START Records supplied
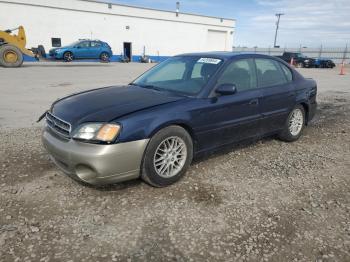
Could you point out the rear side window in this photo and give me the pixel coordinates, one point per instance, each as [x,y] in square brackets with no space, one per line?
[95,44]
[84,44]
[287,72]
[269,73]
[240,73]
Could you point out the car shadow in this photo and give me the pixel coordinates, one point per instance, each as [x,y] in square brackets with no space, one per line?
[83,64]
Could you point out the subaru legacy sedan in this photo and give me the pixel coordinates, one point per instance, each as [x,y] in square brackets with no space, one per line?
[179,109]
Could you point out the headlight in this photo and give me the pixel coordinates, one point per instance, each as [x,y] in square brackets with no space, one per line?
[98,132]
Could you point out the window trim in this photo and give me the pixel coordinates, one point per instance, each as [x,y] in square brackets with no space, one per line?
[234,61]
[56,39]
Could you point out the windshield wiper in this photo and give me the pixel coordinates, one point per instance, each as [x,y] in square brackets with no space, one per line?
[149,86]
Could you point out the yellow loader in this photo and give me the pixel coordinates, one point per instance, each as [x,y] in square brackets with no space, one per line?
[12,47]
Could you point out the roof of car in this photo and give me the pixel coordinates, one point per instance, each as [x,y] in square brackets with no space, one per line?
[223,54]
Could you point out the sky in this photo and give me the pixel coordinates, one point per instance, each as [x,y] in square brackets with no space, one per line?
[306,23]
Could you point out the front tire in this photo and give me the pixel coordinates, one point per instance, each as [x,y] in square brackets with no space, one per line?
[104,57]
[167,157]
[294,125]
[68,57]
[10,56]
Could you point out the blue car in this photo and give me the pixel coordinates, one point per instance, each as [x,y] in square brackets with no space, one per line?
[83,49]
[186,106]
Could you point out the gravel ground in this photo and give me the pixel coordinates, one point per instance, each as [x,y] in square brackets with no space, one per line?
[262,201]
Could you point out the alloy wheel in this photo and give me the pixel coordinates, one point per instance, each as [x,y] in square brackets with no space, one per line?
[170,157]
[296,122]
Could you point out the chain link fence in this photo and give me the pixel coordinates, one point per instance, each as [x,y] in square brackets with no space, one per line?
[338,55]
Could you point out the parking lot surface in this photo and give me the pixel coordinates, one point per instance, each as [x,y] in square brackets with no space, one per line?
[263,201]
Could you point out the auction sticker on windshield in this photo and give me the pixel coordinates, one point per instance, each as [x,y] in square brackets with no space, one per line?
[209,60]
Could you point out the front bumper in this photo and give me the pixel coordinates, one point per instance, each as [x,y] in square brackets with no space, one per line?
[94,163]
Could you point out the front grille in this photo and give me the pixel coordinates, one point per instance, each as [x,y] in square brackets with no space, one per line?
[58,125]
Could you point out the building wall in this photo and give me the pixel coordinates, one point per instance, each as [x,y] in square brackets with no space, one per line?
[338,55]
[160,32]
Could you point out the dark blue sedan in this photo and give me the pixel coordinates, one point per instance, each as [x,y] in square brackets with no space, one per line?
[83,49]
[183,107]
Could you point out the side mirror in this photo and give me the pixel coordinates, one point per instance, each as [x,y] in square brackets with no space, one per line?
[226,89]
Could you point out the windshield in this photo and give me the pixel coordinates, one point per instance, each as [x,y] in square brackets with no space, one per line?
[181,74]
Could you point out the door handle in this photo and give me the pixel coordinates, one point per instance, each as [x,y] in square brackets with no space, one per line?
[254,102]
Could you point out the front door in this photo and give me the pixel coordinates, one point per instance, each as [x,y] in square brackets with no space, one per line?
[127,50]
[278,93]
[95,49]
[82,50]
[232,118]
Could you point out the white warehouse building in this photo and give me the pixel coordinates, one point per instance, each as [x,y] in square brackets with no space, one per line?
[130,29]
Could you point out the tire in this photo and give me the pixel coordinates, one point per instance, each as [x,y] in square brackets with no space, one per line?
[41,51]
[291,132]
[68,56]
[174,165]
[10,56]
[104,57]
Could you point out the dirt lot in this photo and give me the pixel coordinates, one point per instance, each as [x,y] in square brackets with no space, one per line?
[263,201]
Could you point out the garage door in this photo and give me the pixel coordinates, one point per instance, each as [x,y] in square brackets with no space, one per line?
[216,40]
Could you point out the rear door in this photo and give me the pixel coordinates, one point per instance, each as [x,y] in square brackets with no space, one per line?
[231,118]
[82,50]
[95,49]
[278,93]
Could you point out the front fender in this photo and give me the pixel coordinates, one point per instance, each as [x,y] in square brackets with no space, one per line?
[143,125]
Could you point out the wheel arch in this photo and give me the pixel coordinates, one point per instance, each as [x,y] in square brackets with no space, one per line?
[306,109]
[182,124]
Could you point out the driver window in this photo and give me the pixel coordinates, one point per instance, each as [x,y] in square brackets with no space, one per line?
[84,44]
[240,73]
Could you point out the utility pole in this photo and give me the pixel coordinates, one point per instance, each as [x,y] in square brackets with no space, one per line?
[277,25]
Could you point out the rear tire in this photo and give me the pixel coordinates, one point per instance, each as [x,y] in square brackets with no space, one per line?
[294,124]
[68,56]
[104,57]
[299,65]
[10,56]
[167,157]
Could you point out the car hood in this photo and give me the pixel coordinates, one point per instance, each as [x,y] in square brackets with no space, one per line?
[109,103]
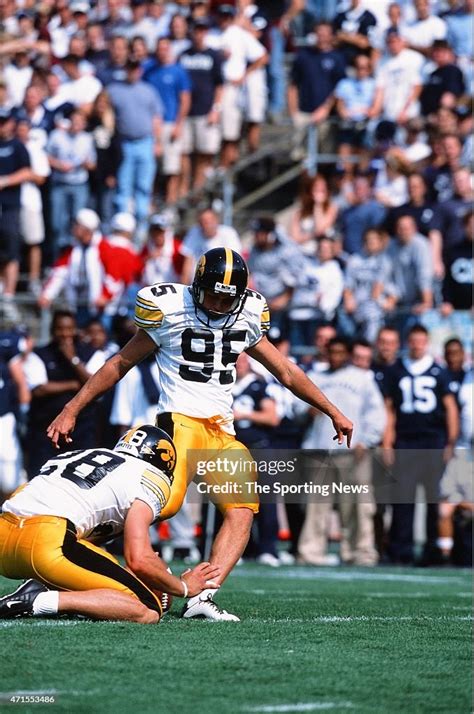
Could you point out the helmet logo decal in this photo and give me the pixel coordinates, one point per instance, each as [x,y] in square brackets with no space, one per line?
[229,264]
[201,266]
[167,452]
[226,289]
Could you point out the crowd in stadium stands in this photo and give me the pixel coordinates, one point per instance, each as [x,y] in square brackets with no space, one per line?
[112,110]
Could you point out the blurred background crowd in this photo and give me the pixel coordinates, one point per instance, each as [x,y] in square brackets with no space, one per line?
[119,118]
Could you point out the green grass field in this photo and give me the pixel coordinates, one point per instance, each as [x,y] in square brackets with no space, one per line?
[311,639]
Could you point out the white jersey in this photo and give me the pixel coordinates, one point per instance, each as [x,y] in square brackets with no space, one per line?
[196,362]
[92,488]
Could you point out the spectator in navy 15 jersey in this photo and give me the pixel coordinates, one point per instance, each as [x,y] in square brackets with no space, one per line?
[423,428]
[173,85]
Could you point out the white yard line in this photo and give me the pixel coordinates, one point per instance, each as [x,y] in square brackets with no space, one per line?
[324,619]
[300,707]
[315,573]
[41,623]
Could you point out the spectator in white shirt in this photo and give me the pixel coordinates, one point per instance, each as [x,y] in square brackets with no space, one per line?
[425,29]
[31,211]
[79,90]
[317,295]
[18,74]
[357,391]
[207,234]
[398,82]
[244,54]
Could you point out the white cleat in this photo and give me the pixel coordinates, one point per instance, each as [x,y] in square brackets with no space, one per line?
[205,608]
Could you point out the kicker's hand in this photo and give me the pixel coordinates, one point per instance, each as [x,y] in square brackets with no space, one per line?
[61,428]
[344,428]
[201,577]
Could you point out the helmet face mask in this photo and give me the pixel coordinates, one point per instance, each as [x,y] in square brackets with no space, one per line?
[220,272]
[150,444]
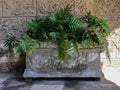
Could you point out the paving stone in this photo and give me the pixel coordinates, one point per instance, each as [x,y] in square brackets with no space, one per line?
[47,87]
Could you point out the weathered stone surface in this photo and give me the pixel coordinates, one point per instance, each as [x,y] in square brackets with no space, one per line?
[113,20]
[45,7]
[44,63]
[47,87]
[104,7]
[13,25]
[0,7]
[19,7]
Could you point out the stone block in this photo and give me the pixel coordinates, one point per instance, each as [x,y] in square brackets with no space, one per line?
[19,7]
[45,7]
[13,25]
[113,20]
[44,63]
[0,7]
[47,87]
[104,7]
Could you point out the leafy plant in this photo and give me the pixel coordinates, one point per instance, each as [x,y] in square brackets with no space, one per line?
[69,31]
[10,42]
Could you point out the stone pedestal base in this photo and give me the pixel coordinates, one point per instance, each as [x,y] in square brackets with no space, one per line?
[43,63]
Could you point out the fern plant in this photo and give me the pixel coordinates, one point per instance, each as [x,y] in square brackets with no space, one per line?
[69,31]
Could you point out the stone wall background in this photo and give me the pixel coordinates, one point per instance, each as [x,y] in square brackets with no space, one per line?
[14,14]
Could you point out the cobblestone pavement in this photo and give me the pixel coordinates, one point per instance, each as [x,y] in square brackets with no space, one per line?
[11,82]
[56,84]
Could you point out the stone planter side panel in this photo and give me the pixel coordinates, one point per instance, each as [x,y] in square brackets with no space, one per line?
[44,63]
END Records supplied
START Records supplied
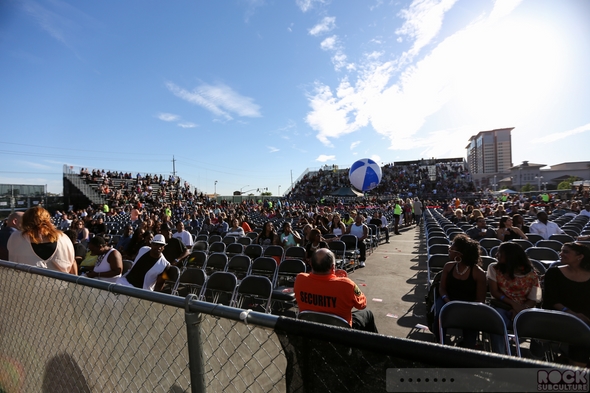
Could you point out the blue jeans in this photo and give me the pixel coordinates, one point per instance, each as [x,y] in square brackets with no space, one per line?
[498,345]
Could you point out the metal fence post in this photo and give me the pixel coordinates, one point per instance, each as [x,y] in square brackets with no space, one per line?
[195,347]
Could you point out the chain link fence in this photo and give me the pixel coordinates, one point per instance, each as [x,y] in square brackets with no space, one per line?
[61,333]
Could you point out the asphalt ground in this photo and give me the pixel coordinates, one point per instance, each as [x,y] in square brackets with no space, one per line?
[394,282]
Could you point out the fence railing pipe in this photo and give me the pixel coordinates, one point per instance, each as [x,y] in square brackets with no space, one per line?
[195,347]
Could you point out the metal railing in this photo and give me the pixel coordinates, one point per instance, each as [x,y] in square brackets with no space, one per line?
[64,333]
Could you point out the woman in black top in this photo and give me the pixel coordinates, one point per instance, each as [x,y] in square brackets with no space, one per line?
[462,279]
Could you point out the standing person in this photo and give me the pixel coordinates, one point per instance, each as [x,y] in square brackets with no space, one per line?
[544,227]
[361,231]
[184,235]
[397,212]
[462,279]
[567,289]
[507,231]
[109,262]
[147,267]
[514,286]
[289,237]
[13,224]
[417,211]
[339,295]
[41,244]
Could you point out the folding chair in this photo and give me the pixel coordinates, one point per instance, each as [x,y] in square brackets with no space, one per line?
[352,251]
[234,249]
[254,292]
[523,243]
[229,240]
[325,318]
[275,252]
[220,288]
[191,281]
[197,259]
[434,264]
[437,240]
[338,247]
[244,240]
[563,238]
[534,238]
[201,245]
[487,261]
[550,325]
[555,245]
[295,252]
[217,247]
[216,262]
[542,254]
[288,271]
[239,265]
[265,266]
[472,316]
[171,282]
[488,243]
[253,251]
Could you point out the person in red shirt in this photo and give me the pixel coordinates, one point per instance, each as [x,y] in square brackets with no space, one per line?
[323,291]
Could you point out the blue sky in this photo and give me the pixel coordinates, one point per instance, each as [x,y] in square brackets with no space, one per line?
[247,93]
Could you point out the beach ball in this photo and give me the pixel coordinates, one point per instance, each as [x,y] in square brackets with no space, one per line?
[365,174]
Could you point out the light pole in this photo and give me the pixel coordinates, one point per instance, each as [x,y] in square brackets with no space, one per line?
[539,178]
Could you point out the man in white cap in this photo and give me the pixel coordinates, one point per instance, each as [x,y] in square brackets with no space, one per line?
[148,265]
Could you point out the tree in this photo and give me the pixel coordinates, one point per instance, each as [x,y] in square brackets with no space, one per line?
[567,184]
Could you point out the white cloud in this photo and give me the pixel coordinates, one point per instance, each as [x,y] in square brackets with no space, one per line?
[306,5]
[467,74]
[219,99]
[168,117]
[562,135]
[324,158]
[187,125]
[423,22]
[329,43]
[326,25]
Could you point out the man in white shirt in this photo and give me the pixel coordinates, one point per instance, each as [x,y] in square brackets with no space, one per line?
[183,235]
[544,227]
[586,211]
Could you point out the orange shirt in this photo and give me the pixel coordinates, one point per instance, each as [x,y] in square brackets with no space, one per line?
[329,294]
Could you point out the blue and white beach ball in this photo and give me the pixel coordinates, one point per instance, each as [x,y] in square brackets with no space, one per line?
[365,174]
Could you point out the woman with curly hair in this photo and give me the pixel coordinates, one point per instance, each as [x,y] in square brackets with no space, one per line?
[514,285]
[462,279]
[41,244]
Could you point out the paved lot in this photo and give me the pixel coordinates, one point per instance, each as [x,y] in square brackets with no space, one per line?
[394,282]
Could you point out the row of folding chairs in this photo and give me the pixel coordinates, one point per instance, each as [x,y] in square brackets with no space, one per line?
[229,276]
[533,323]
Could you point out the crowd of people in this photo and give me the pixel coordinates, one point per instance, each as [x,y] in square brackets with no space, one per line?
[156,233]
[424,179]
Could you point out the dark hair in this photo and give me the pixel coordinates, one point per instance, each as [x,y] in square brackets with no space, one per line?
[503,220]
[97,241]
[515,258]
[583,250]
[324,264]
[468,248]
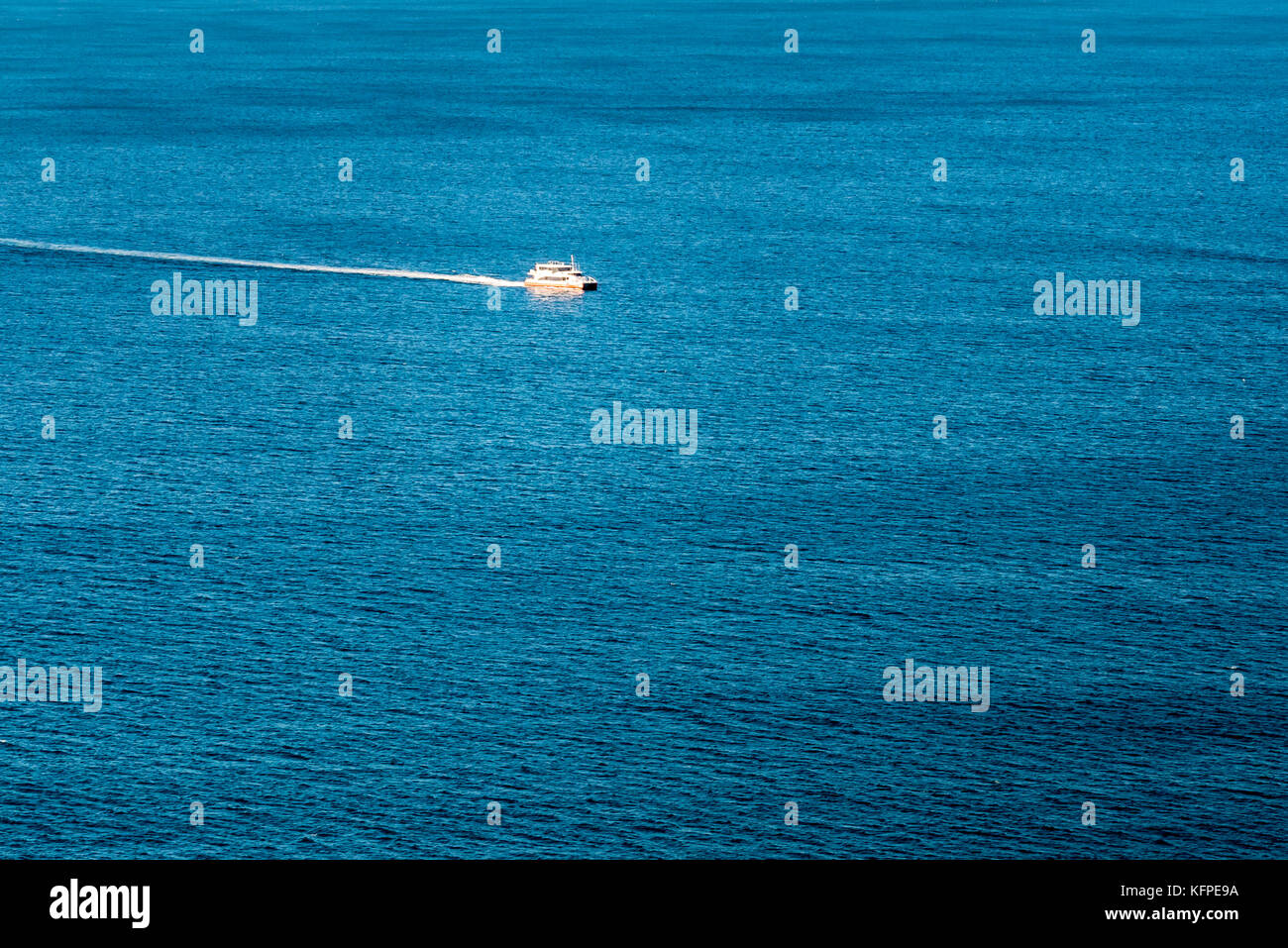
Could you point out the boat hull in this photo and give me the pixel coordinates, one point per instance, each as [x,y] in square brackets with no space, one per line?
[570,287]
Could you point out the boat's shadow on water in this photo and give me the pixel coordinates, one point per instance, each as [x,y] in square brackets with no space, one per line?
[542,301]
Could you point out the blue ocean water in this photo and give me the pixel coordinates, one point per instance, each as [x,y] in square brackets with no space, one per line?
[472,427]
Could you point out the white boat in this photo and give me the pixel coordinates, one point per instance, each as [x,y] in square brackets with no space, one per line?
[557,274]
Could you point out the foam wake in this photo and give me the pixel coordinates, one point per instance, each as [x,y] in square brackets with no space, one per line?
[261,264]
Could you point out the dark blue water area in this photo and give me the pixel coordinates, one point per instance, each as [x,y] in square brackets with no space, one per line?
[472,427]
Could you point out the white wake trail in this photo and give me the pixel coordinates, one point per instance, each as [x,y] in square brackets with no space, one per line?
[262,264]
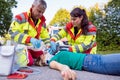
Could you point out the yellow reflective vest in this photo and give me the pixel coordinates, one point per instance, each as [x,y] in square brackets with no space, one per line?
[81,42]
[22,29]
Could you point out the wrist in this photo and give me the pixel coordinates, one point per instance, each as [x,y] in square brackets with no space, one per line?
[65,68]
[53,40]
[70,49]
END Records supplied
• [Objective] Gather every line of the records above that contains the string "wheel", matching case exactly.

• [Completed exercise]
Could you point out the alloy wheel in this photo and give me the pixel coordinates, one point per instance, each as [x,y] in square brackets with no space, one per line?
Could you point out the wheel arch in this photo and give me the pixel coordinates, one point per instance, each as [x,y] in square brackets with no space, one per line?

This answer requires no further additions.